PROVIDED INFORMATION start

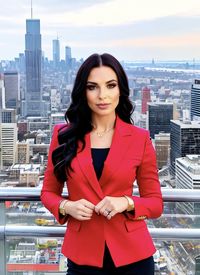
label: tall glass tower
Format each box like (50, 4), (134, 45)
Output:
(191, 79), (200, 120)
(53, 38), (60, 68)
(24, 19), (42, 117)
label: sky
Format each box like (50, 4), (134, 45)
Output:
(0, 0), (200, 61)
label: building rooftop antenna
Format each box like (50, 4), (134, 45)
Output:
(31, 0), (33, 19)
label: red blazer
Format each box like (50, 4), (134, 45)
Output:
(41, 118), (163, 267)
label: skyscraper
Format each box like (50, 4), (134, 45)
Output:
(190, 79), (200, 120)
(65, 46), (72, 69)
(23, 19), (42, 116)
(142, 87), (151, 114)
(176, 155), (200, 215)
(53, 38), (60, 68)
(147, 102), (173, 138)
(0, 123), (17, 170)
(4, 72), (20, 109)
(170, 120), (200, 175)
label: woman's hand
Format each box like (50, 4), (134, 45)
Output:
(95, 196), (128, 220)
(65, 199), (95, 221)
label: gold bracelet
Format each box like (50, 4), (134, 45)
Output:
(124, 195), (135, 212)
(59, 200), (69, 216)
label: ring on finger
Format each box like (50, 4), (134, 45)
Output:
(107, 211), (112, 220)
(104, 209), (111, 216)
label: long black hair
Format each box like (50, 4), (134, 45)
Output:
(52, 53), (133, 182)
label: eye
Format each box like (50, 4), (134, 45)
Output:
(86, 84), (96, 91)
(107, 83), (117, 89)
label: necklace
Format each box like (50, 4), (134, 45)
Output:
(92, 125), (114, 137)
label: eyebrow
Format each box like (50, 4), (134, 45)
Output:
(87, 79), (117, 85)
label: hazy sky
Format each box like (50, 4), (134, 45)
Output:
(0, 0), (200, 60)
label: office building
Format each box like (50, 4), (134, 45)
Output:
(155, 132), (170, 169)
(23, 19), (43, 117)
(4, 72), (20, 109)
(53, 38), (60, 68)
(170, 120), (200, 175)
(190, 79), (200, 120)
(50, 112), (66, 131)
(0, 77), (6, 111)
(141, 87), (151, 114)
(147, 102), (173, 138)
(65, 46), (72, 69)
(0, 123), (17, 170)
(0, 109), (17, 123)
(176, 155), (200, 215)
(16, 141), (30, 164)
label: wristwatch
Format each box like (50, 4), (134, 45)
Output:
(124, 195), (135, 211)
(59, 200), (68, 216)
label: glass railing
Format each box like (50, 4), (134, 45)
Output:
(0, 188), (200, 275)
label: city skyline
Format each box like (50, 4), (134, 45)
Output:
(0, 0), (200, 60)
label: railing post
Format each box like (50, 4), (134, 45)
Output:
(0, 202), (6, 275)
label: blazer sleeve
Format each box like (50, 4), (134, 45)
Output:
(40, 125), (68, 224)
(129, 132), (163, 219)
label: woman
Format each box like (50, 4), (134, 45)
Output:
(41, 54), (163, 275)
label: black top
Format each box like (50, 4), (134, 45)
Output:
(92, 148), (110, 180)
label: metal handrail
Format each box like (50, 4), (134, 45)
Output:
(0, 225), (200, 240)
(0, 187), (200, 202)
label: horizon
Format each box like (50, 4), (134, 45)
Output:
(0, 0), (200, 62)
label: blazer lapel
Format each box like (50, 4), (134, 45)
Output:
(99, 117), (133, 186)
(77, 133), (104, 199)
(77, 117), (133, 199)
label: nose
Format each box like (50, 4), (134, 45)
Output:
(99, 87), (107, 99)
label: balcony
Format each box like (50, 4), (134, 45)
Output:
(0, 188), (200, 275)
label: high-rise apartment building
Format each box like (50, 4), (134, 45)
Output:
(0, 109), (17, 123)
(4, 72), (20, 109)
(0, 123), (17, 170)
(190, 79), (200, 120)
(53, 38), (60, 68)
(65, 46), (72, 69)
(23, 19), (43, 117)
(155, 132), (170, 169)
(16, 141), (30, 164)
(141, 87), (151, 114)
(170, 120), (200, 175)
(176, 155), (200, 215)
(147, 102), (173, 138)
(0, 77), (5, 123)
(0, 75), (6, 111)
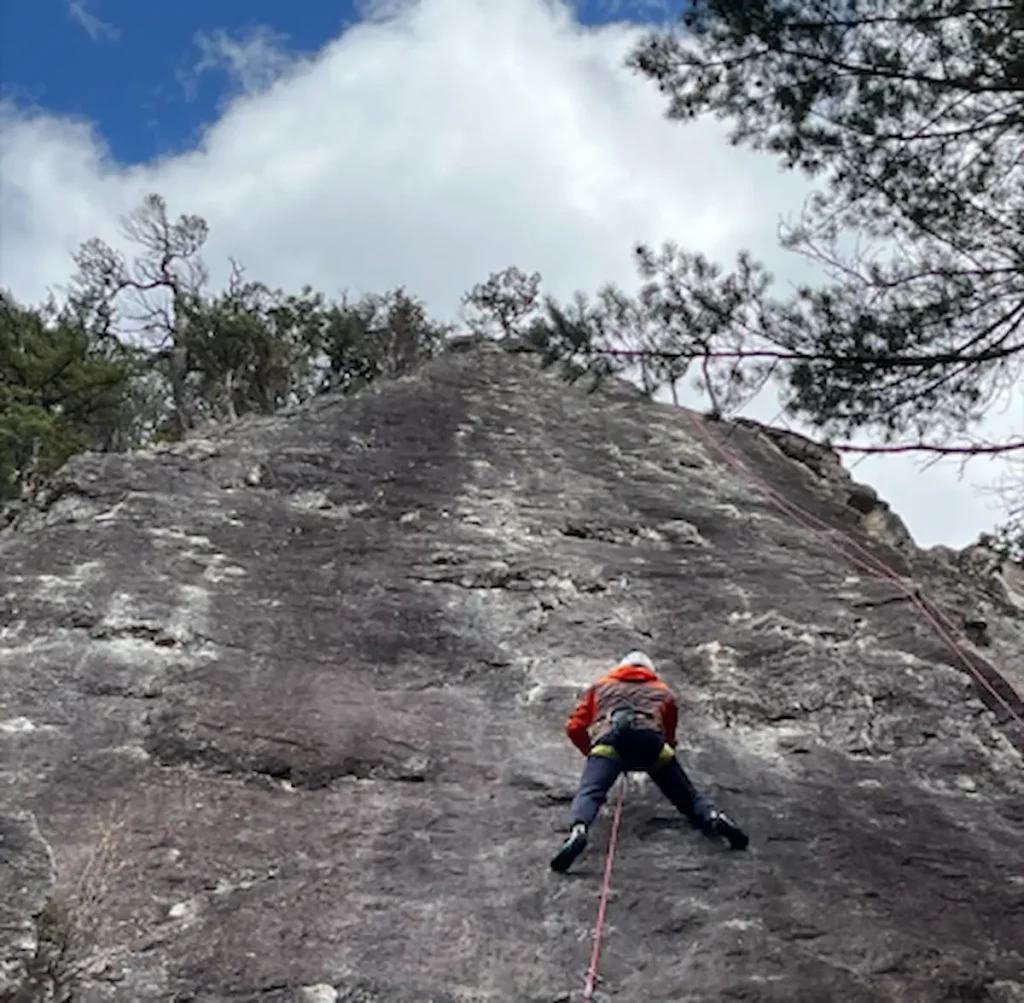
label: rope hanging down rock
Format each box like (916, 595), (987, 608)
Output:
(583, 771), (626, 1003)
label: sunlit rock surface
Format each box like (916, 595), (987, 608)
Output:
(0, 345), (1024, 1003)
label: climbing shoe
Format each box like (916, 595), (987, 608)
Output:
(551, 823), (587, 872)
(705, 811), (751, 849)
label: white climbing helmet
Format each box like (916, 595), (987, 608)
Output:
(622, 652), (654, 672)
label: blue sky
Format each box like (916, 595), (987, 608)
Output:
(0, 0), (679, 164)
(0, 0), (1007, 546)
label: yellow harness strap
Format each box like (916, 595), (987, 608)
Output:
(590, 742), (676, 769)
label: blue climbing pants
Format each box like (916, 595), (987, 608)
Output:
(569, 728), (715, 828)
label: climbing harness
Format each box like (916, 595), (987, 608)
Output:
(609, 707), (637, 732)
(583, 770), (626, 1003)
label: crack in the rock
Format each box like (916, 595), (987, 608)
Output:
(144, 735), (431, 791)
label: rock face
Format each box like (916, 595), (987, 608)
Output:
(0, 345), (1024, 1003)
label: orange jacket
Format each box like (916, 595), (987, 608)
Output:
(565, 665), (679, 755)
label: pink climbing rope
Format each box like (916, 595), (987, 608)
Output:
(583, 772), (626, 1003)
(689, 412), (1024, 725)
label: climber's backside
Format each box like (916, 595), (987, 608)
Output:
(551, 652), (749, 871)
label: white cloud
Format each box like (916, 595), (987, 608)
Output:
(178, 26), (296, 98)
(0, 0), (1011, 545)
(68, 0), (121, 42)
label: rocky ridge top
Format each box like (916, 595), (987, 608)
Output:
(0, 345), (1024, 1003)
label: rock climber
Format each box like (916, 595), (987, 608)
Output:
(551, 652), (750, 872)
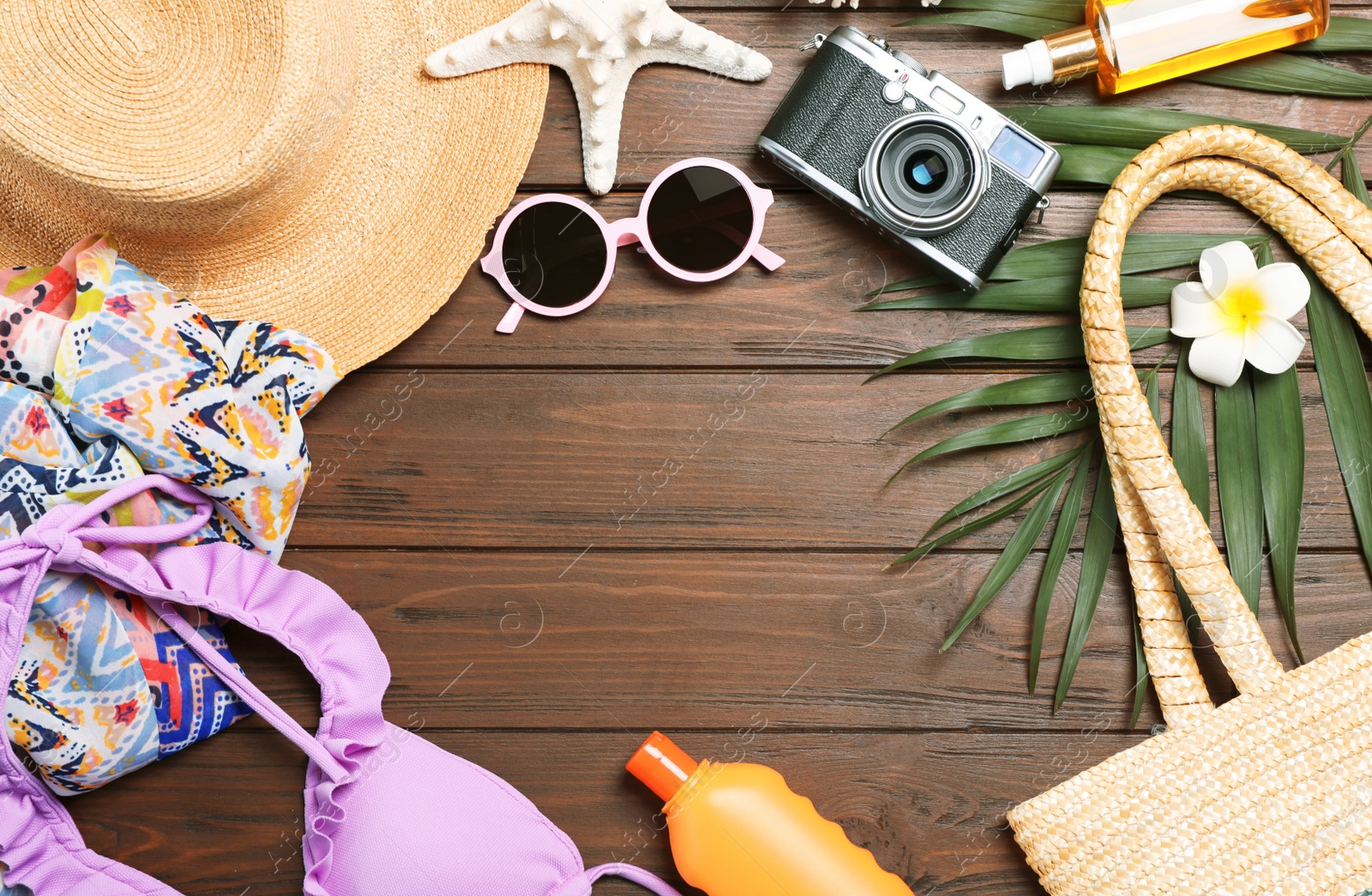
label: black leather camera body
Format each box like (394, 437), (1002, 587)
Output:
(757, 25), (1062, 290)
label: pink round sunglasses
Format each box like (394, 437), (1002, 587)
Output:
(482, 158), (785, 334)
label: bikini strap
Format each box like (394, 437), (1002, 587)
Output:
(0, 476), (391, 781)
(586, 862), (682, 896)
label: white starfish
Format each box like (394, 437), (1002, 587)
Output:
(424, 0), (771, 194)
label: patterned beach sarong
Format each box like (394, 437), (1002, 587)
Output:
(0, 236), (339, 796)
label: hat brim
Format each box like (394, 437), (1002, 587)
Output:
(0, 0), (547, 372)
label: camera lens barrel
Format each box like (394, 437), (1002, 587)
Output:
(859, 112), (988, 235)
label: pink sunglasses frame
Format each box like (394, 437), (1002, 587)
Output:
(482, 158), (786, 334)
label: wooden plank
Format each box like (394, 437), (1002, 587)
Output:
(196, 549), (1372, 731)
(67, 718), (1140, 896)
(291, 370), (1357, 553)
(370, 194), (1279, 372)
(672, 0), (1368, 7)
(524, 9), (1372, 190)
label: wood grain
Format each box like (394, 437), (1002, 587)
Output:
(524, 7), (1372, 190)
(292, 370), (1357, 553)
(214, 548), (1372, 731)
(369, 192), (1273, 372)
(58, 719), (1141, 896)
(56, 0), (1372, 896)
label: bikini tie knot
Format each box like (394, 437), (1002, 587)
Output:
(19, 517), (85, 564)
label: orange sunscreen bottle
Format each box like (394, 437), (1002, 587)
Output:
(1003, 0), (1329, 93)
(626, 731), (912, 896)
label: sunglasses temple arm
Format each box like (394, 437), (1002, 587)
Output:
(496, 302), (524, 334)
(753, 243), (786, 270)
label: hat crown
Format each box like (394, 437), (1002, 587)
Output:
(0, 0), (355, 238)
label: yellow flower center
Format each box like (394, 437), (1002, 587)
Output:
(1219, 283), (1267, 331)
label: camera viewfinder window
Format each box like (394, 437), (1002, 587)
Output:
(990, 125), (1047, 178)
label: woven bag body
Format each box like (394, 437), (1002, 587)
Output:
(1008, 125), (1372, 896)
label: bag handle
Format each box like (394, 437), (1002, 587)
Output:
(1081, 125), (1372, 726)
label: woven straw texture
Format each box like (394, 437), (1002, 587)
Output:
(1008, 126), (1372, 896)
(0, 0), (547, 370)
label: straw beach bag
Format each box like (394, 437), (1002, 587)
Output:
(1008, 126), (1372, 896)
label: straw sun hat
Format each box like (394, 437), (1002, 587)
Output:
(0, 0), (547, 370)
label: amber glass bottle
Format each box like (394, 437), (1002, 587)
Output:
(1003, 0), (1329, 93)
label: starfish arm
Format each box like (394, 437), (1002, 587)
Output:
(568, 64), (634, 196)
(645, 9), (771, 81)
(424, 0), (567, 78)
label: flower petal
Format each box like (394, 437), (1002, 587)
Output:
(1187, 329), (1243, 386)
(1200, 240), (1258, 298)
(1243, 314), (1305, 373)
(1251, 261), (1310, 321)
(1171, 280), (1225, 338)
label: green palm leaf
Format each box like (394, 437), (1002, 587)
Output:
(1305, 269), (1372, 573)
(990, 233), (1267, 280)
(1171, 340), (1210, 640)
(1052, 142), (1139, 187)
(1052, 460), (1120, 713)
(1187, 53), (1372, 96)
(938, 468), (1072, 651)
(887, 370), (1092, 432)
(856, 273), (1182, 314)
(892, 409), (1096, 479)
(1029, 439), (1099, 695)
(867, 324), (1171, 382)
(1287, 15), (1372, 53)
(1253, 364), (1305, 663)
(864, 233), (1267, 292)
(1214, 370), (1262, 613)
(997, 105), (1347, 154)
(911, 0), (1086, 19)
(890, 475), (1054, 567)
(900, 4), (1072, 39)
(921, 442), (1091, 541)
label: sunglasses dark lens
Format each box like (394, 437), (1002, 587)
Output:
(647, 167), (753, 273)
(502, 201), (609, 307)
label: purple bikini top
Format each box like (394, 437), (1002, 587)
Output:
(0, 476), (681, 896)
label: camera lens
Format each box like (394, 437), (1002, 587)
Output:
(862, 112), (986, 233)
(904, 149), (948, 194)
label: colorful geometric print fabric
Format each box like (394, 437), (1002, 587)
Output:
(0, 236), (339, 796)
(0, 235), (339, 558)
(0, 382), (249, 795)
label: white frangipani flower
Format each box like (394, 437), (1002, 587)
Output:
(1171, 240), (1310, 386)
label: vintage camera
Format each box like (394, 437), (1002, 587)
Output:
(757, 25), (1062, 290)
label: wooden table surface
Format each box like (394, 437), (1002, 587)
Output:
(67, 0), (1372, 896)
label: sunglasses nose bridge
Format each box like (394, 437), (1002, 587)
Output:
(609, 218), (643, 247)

PROVIDED INFORMATION end

» YOUR GOAL
Scale the data starting with the line that contains "label: sunglasses temple arm" and going on through the line that contains "(1219, 283), (1267, 331)", and write out all of those lines again, requests included. Multiply every bounding-box coordinate in the answers by 0.2 and round to whole numbers with halves rounded up, leaving the requests and their format samples unchanged.

» WORKED SOLUTION
label: sunglasses temple arm
Format each box like (394, 437), (1002, 587)
Output:
(99, 60), (105, 67)
(151, 49), (157, 54)
label: hat crown
Format each box like (394, 437), (1002, 587)
Output:
(0, 0), (71, 48)
label: yellow flower center
Format each box like (394, 437), (1002, 587)
Output:
(244, 57), (253, 66)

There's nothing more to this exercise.